-------- Page excerpt --------

An Example of Patience
It is written that Moses endured as seeing Him who is invisible. So far as appearances went, Moses and the people whom he led courted disaster at every turn. How could they be delivered from Pharaoh’s grasp? How could they find a pathway through the sea? How could they subsist in the wilderness? How could they overcome the inhabitants of the land? Man would say impossible; abandon the idea; remain where you are. But by faith Moses “endured as seeing Him who is invisible” (Heb. 11:27). He saw One whom others did not see; and because his faith was in God, he endured for forty years under the leading of the God of Patience.
The Path of Patience Today
Is the path in which God leads His people today as difficult as Israel’s of old? Are the dangers as formidable as the sea and the desert and the giants? Shall we therefore say that God’s path is impossible? Shall we remain in bondage when He calls to liberty? Or having heard His call and entered the path, shall we shrink back when the sea roars and the desert burns and the giants threaten? Where, then, would be our patience, where our faith, but in God? Let the God of Patience be known, let His presence be realized, let His power be felt, and all questions as to the doing of His will are thereby answered. Our challenge then becomes, “If God be for us, who can be against us?” (Rom. 8:31). We endure as seeing Him who is invisible.

-------- Record extracts --------

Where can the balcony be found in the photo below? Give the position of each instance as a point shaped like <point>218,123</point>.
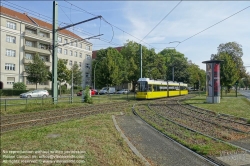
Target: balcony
<point>37,37</point>
<point>35,49</point>
<point>24,73</point>
<point>26,61</point>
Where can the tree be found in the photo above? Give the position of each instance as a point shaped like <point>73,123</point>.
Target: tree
<point>37,71</point>
<point>19,86</point>
<point>110,69</point>
<point>178,61</point>
<point>131,54</point>
<point>77,75</point>
<point>234,50</point>
<point>63,73</point>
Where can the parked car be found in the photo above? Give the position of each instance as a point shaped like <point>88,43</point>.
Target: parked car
<point>123,91</point>
<point>107,90</point>
<point>93,92</point>
<point>35,93</point>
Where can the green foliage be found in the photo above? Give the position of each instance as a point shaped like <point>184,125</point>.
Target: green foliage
<point>234,50</point>
<point>77,75</point>
<point>178,61</point>
<point>87,97</point>
<point>37,71</point>
<point>11,92</point>
<point>63,73</point>
<point>19,86</point>
<point>109,68</point>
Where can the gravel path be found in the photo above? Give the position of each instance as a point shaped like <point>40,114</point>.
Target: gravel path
<point>157,149</point>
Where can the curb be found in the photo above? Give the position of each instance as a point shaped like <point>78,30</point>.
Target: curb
<point>131,146</point>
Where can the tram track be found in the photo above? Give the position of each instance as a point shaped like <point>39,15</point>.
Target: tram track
<point>25,120</point>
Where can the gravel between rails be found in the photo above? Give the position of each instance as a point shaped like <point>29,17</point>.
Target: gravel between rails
<point>19,121</point>
<point>155,147</point>
<point>178,114</point>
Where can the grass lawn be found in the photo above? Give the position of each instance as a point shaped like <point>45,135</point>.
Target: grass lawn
<point>95,137</point>
<point>237,106</point>
<point>17,105</point>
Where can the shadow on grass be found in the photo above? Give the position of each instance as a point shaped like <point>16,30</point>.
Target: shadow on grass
<point>196,99</point>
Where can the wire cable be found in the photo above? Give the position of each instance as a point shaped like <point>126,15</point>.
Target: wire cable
<point>161,20</point>
<point>213,25</point>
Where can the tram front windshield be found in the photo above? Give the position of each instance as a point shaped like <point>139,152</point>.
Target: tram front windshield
<point>143,86</point>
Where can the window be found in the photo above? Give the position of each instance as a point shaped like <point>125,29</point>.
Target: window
<point>10,53</point>
<point>88,56</point>
<point>43,58</point>
<point>87,47</point>
<point>59,39</point>
<point>26,68</point>
<point>43,46</point>
<point>42,34</point>
<point>11,25</point>
<point>11,39</point>
<point>29,83</point>
<point>29,43</point>
<point>9,66</point>
<point>65,51</point>
<point>87,75</point>
<point>30,31</point>
<point>59,50</point>
<point>28,56</point>
<point>10,80</point>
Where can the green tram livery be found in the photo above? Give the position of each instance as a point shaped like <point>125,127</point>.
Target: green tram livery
<point>152,89</point>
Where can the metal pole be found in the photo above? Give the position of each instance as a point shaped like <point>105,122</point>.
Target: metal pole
<point>72,87</point>
<point>141,59</point>
<point>54,53</point>
<point>94,73</point>
<point>173,73</point>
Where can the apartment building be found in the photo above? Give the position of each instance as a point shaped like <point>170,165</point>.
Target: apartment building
<point>22,36</point>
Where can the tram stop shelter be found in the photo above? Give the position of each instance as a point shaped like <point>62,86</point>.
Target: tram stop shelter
<point>213,80</point>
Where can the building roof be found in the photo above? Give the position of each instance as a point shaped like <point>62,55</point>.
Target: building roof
<point>95,52</point>
<point>24,17</point>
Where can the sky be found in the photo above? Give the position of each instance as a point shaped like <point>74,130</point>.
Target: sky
<point>161,24</point>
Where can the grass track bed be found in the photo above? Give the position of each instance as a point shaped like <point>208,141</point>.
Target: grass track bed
<point>94,134</point>
<point>195,141</point>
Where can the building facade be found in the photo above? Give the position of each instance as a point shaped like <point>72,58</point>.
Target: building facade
<point>22,36</point>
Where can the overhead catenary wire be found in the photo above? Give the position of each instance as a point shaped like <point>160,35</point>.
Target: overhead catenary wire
<point>50,20</point>
<point>161,20</point>
<point>106,22</point>
<point>213,25</point>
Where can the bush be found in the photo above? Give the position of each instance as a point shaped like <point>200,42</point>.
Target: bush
<point>19,86</point>
<point>87,97</point>
<point>11,92</point>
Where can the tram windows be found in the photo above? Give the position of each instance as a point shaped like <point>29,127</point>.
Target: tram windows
<point>143,86</point>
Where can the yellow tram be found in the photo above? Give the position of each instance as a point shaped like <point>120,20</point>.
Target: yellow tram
<point>152,89</point>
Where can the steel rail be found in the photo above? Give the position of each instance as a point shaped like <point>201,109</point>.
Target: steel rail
<point>247,150</point>
<point>207,159</point>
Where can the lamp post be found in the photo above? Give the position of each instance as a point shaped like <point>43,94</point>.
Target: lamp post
<point>95,67</point>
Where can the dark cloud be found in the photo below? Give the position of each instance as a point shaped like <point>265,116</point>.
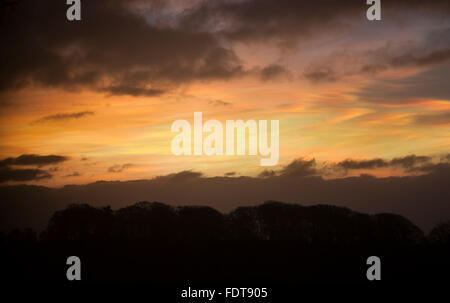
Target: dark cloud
<point>299,168</point>
<point>118,50</point>
<point>432,119</point>
<point>320,74</point>
<point>267,173</point>
<point>422,198</point>
<point>183,176</point>
<point>219,103</point>
<point>119,168</point>
<point>429,84</point>
<point>32,159</point>
<point>430,48</point>
<point>363,164</point>
<point>64,116</point>
<point>274,71</point>
<point>22,175</point>
<point>112,50</point>
<point>410,161</point>
<point>289,20</point>
<point>9,173</point>
<point>74,174</point>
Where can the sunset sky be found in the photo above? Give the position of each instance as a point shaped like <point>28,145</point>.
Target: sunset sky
<point>101,93</point>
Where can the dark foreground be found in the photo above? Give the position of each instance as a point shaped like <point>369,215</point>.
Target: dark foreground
<point>270,244</point>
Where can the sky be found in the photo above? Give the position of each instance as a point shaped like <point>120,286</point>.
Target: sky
<point>95,99</point>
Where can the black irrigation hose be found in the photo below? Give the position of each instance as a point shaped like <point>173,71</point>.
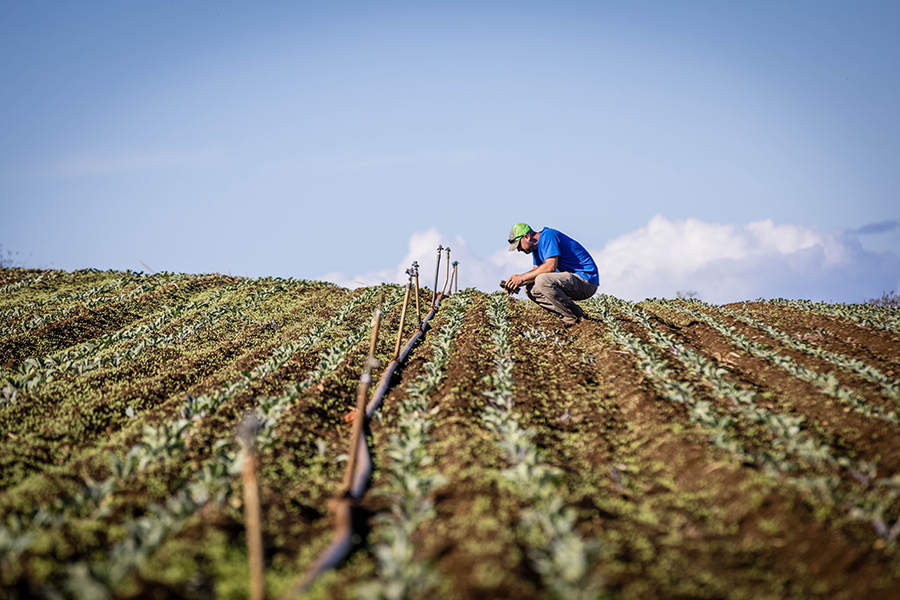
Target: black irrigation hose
<point>344,507</point>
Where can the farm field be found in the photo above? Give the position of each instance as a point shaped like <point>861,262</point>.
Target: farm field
<point>661,449</point>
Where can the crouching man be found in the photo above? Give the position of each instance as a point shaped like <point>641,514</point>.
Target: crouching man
<point>563,271</point>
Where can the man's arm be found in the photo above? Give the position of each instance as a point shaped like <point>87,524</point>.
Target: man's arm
<point>516,281</point>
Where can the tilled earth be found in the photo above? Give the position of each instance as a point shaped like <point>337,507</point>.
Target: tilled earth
<point>666,507</point>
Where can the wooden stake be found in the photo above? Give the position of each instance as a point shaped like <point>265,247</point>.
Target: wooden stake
<point>447,277</point>
<point>437,271</point>
<point>361,393</point>
<point>247,435</point>
<point>403,315</point>
<point>416,270</point>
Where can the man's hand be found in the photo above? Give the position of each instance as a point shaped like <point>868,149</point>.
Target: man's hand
<point>514,282</point>
<point>509,289</point>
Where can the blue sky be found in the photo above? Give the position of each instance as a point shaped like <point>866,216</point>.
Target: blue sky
<point>338,140</point>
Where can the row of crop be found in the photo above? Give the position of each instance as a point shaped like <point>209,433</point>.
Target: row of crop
<point>409,480</point>
<point>865,315</point>
<point>24,310</point>
<point>167,440</point>
<point>826,383</point>
<point>39,321</point>
<point>862,496</point>
<point>790,440</point>
<point>213,481</point>
<point>32,280</point>
<point>890,388</point>
<point>557,551</point>
<point>88,356</point>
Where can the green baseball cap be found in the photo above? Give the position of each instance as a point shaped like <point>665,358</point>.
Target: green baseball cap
<point>515,234</point>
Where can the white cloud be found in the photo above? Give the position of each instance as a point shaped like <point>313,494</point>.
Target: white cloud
<point>97,164</point>
<point>723,263</point>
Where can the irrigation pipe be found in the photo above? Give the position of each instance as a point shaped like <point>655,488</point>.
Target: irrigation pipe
<point>344,506</point>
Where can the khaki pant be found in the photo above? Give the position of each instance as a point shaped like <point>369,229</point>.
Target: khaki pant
<point>557,292</point>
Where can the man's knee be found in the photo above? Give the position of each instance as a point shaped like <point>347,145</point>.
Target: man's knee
<point>542,282</point>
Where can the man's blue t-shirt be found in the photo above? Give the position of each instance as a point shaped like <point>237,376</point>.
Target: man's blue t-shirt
<point>573,258</point>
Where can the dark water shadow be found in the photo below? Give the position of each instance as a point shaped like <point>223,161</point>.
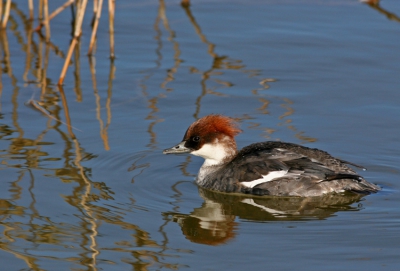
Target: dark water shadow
<point>215,221</point>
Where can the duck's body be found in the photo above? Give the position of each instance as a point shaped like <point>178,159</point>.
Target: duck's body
<point>265,168</point>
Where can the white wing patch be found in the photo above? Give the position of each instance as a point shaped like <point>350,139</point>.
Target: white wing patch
<point>269,210</point>
<point>266,178</point>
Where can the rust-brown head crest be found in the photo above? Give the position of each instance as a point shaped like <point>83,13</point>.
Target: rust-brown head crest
<point>214,124</point>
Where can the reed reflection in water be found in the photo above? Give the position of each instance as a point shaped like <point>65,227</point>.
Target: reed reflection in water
<point>63,204</point>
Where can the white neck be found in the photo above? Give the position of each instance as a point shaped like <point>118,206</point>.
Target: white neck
<point>215,154</point>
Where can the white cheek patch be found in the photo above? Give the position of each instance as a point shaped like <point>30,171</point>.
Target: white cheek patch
<point>266,178</point>
<point>213,153</point>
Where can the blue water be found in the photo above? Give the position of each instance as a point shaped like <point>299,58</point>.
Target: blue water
<point>319,73</point>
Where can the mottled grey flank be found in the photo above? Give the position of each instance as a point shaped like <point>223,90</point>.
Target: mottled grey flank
<point>314,172</point>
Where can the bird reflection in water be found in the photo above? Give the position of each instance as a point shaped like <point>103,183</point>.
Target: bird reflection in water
<point>215,223</point>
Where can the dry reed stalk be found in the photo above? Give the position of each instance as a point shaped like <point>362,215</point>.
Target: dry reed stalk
<point>46,19</point>
<point>1,11</point>
<point>40,10</point>
<point>111,13</point>
<point>6,14</point>
<point>97,11</point>
<point>30,4</point>
<point>54,13</point>
<point>77,32</point>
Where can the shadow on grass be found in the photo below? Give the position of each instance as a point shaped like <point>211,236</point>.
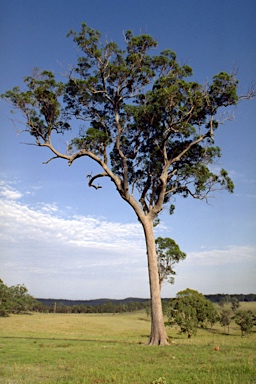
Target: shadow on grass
<point>70,340</point>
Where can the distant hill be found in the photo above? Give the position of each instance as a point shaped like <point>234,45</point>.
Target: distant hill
<point>94,302</point>
<point>215,298</point>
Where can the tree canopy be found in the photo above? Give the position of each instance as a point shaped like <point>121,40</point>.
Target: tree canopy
<point>168,254</point>
<point>191,309</point>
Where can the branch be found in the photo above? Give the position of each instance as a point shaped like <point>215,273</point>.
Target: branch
<point>103,174</point>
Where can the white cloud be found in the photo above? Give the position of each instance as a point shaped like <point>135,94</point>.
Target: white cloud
<point>231,255</point>
<point>9,193</point>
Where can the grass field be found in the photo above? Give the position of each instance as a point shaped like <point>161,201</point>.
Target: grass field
<point>56,348</point>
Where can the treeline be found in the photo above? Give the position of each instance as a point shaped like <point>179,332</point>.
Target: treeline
<point>221,297</point>
<point>92,306</point>
<point>16,299</point>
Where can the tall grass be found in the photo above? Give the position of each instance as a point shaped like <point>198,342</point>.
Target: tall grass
<point>55,348</point>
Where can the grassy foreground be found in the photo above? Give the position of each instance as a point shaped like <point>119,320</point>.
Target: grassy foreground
<point>56,348</point>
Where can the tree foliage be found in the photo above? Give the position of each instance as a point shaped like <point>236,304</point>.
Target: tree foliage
<point>143,119</point>
<point>191,309</point>
<point>15,299</point>
<point>245,321</point>
<point>168,254</point>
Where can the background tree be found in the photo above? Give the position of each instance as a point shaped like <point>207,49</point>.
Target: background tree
<point>234,304</point>
<point>245,321</point>
<point>168,254</point>
<point>149,128</point>
<point>191,309</point>
<point>15,299</point>
<point>225,318</point>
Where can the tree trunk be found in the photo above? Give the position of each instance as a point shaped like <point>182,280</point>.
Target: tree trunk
<point>158,333</point>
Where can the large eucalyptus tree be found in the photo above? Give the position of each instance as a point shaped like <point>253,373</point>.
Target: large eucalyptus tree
<point>149,128</point>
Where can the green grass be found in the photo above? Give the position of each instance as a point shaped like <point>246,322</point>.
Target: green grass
<point>55,348</point>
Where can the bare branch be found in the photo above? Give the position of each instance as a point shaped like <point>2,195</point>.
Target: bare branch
<point>104,174</point>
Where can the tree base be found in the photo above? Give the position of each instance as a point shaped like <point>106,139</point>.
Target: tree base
<point>156,341</point>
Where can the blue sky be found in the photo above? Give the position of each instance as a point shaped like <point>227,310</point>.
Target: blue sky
<point>63,239</point>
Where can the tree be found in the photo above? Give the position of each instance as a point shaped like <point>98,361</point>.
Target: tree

--------

### What this exercise asks
**a)** In the passage on patience, for how many years did Moses endure under the leading of the God of Patience?
**b)** Duplicate everything in the passage on patience from "An Example of" down to "God of Patience.".
**c)** Write the next part of the passage on patience, picking up after its last sentence.
The lines are separate material and are not part of the passage on patience.

### Responses by item number
**a)** Forty years.

**b)**
An Example of Patience
It is written that Moses endured as seeing Him who is invisible. So far as appearances went, Moses and the people whom he led courted disaster at every turn. How could they be delivered from Pharaoh’s grasp? How could they find a pathway through the sea? How could they subsist in the wilderness? How could they overcome the inhabitants of the land? Man would say impossible; abandon the idea; remain where you are. But by faith Moses “endured as seeing Him who is invisible” (Heb. 11:27). He saw One whom others did not see; and because his faith was in God, he endured for forty years under the leading of the God of Patience.

**c)**
At times God permits tribulation to overtake His people in order to work patience in them. These trials are a proving of our faith. Tribulation works patience. It is therefore often God’s blessing conforming us to the image of the God of Patience. Patience worketh probation–a putting to the test. Thus in the trial God puts us to the test to see what is in our hearts, whether we will keep His commandments or no. If we endure unto chastening–if we regard not lightly the chastening of the Lord, if we faint not when we are reproved of Him–then through such exercise we become partakers of His holiness, and are enabled to better reflect the character of the God of Patience.
The Stimulus to Patience
In the Hebrew epistle the Lord’s coming is presented as a stimulus to patience. The burden need only be borne a little while longer. He is coming; therefore endure! In the epistle by James, the same blessed hope is seen to be the only limit to patience. Be patient, brethren, until the coming of the Lord. Here also the God of Patience, the Husbandman, is presented as waiting for the precious fruit of the earth, being long patient over it until it receive the early and latter rain. “Therefore be ye also patient; stablish your hearts: for the coming of the Lord is at hand” (James 5:8).
Instances of Individual Patience
The Scriptures abound with instances of individual endurance. We may well take for an example of suffering and of endurance the prophets who spoke in the Name of the Lord. What did many of them not suffer? “Behold we call them blessed which endure: ye have heard of the patience of Job and have seen the end of the Lord, how that the Lord is full of pity and merciful.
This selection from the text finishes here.